____ INPUT

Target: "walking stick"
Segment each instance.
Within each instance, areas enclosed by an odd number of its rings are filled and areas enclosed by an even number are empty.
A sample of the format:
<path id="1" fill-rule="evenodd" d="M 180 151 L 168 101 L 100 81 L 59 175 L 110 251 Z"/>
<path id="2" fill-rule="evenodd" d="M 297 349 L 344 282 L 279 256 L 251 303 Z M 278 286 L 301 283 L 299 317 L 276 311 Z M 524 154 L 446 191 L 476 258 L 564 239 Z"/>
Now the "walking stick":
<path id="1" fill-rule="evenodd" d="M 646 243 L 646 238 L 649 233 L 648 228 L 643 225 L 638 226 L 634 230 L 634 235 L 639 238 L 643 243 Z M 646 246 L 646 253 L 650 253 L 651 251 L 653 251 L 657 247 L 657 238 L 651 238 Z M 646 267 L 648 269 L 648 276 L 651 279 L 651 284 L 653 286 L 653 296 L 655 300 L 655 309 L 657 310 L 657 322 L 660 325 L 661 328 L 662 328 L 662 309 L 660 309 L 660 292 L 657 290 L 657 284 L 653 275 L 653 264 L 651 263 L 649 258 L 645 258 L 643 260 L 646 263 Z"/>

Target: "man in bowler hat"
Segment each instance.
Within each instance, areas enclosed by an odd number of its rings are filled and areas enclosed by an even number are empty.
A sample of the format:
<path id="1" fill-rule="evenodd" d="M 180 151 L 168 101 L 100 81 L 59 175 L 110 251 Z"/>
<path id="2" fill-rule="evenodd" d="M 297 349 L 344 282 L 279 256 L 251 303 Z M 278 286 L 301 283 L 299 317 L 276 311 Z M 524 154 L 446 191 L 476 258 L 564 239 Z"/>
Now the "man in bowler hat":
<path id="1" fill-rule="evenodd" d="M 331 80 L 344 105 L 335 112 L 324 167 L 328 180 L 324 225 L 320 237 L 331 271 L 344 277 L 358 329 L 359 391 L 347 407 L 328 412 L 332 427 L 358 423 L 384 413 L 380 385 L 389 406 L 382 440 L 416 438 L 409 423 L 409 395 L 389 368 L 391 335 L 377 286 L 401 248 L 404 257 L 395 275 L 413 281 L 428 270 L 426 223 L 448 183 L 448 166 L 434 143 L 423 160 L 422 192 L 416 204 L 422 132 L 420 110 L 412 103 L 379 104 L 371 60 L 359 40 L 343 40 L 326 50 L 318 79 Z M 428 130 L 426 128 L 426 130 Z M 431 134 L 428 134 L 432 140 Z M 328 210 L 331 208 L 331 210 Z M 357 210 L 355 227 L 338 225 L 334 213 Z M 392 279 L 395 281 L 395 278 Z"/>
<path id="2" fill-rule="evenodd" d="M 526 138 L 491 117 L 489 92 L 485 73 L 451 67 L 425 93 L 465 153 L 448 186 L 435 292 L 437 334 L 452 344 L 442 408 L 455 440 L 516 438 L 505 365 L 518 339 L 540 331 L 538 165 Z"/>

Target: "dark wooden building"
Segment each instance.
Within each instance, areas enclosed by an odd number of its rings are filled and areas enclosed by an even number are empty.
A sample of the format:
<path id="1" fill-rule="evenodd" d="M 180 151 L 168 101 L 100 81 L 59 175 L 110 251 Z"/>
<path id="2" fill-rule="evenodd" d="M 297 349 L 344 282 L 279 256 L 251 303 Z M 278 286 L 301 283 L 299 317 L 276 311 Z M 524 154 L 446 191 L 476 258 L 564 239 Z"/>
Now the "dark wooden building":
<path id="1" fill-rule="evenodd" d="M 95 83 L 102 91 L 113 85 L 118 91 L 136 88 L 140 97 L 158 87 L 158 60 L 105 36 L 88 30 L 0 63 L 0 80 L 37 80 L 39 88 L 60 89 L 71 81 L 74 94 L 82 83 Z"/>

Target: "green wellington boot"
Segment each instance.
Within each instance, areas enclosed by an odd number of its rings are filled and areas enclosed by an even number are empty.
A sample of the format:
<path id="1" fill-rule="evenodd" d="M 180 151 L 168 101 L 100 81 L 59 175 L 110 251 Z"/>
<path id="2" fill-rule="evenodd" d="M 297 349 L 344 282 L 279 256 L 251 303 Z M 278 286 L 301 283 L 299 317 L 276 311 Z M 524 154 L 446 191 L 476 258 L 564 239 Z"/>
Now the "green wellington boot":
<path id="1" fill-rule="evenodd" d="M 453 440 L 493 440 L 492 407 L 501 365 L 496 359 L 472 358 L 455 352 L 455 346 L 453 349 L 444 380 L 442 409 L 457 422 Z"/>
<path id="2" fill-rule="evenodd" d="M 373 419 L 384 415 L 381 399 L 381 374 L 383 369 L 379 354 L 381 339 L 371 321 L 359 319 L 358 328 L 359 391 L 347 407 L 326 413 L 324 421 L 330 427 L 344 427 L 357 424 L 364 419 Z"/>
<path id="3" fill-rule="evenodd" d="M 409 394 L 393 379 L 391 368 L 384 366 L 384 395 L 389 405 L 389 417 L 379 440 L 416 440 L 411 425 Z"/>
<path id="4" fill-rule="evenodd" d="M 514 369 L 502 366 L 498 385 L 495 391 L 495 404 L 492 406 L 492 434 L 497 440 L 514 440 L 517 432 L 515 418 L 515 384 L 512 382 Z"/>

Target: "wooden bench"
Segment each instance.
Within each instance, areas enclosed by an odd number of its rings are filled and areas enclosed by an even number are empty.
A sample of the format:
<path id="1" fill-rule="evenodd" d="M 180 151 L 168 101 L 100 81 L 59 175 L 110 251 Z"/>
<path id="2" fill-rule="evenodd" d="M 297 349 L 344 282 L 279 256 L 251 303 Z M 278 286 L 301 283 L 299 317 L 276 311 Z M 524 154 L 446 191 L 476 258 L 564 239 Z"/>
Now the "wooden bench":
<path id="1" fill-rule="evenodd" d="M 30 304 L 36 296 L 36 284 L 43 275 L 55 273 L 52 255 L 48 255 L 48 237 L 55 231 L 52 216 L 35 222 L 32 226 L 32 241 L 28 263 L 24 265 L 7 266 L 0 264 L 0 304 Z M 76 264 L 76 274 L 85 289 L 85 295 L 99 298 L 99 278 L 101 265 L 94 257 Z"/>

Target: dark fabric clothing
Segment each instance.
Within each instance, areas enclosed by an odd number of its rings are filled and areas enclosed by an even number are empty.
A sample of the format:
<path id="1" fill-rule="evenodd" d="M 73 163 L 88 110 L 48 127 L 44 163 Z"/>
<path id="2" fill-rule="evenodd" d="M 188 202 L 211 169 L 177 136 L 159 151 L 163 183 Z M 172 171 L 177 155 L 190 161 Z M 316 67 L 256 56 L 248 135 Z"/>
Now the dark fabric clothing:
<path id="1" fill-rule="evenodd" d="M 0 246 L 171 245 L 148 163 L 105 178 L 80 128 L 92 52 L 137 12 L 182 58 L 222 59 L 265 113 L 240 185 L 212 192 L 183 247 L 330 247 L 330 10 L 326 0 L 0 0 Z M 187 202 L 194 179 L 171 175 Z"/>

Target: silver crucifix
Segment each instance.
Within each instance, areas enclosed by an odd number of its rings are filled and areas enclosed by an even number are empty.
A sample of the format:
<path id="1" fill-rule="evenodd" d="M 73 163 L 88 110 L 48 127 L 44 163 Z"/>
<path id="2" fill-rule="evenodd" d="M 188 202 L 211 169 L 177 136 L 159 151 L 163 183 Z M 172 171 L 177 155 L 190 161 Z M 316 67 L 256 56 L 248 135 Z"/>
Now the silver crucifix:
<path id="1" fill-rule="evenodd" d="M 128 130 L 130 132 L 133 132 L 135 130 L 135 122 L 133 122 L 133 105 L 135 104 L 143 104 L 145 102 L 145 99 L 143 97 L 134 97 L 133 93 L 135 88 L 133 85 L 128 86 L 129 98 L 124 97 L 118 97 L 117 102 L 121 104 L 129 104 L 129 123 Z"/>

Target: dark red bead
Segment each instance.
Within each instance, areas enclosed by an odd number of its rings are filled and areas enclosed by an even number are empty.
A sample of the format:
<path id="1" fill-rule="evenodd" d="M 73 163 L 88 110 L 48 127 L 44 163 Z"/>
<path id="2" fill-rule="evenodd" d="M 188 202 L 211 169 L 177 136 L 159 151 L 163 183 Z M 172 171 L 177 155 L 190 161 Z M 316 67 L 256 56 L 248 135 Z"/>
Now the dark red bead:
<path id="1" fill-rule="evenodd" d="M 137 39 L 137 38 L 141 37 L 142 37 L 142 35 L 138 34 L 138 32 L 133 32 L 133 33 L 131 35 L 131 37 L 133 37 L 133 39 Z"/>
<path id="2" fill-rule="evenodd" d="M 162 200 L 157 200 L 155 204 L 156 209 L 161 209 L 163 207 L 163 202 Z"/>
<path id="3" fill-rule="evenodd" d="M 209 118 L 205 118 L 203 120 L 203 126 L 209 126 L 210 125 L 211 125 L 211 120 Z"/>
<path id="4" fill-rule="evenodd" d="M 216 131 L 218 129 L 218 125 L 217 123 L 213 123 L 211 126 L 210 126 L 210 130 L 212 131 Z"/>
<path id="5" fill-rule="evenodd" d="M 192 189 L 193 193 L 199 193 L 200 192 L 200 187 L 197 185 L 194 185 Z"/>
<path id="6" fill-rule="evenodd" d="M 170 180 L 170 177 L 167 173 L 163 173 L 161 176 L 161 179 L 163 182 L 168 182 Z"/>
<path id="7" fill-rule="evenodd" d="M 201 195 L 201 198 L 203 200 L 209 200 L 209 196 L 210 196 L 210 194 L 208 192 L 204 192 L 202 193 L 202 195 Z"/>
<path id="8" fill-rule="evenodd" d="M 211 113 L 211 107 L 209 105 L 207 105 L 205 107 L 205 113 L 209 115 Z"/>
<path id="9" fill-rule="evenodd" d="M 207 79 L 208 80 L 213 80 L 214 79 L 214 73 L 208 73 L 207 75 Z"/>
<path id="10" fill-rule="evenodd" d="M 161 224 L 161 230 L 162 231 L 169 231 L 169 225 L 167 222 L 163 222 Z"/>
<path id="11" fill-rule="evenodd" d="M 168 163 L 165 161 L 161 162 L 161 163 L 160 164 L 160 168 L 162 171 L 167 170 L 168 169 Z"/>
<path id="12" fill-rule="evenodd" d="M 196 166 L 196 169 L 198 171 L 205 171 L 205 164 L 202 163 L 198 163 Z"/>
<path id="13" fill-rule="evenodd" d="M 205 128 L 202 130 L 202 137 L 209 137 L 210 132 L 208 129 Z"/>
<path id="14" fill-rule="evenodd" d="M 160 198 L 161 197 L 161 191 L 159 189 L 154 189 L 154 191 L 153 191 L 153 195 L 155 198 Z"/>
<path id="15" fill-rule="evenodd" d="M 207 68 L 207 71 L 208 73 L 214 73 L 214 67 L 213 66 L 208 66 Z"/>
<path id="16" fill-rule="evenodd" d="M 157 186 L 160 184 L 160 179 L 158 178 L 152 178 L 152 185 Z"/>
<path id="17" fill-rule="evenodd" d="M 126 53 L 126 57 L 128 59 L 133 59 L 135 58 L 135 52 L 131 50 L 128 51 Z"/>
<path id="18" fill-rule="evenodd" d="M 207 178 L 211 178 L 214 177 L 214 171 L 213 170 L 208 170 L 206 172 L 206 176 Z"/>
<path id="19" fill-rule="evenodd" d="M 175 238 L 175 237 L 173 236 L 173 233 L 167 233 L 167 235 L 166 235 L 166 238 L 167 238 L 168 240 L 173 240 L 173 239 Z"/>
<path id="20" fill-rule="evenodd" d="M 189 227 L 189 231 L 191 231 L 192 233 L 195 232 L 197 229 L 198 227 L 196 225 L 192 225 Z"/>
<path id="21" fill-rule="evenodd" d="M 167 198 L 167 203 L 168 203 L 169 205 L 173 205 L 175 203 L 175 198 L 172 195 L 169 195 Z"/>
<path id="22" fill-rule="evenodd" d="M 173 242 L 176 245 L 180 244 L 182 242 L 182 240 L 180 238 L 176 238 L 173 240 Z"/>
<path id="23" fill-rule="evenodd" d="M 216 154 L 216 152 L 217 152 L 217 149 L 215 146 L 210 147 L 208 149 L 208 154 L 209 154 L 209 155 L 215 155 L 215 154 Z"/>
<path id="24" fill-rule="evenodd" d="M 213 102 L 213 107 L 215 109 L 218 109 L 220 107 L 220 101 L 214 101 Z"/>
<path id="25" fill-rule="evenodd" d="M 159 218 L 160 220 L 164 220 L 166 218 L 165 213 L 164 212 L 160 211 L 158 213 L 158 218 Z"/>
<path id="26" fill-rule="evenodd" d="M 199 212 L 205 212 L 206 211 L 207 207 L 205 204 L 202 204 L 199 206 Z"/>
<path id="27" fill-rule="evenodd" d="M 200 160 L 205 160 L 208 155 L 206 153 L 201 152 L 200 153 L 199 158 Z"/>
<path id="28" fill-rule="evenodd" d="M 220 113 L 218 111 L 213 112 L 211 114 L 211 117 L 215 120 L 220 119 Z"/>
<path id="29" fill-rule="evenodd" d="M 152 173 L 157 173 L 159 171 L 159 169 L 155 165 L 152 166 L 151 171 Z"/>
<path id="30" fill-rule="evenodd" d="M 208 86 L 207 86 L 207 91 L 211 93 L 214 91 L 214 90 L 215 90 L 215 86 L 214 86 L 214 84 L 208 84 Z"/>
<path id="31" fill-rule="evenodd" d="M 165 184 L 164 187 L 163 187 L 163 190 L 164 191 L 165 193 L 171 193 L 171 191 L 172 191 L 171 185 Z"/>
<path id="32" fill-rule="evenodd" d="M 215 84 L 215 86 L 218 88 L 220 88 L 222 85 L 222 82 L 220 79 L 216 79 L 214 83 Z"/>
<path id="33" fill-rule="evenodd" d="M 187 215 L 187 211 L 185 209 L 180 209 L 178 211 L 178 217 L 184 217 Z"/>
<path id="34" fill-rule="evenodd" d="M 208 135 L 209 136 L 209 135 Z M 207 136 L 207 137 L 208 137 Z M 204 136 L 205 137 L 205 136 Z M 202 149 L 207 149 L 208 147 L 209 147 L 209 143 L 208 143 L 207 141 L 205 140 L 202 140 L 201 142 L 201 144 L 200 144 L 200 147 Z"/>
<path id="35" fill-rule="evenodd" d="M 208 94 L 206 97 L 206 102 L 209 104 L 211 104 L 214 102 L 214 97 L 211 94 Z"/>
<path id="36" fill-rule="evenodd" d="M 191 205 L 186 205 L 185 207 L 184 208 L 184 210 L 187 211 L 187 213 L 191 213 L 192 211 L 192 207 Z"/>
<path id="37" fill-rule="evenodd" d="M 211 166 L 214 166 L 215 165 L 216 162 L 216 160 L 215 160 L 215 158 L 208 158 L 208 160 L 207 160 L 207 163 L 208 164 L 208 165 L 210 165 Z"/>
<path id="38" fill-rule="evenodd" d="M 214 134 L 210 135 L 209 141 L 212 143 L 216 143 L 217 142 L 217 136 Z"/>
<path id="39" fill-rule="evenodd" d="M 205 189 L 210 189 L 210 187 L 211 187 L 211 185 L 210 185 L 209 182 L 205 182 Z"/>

________

● **SHORT PROBLEM**
Copy out the part of the data that opens with its first line and closes with the line containing "646 243 L 646", including both ends.

● **ANSWER TO THIS TASK**
Target: "walking stick"
Segment each instance.
Within each instance, areas enclosed by an odd number of its rings are filled and areas enclosed by an even number are empty.
A sample of the format:
<path id="1" fill-rule="evenodd" d="M 180 151 L 168 101 L 100 81 L 59 175 L 110 251 Z"/>
<path id="2" fill-rule="evenodd" d="M 297 349 L 344 282 L 279 256 L 251 303 Z M 278 286 L 301 283 L 299 317 L 276 311 Z M 524 154 L 446 191 L 476 258 L 564 239 Z"/>
Now the "walking stick":
<path id="1" fill-rule="evenodd" d="M 646 243 L 646 238 L 649 233 L 648 228 L 643 225 L 638 226 L 634 230 L 634 235 L 639 238 L 643 243 Z M 646 246 L 646 253 L 650 253 L 651 251 L 653 251 L 657 247 L 657 238 L 651 238 Z M 646 267 L 648 269 L 648 276 L 651 279 L 651 284 L 653 286 L 653 296 L 655 300 L 655 309 L 657 310 L 657 322 L 660 325 L 661 328 L 662 328 L 662 309 L 660 309 L 660 292 L 657 290 L 657 284 L 653 275 L 653 264 L 651 263 L 649 258 L 645 258 L 643 260 L 646 263 Z"/>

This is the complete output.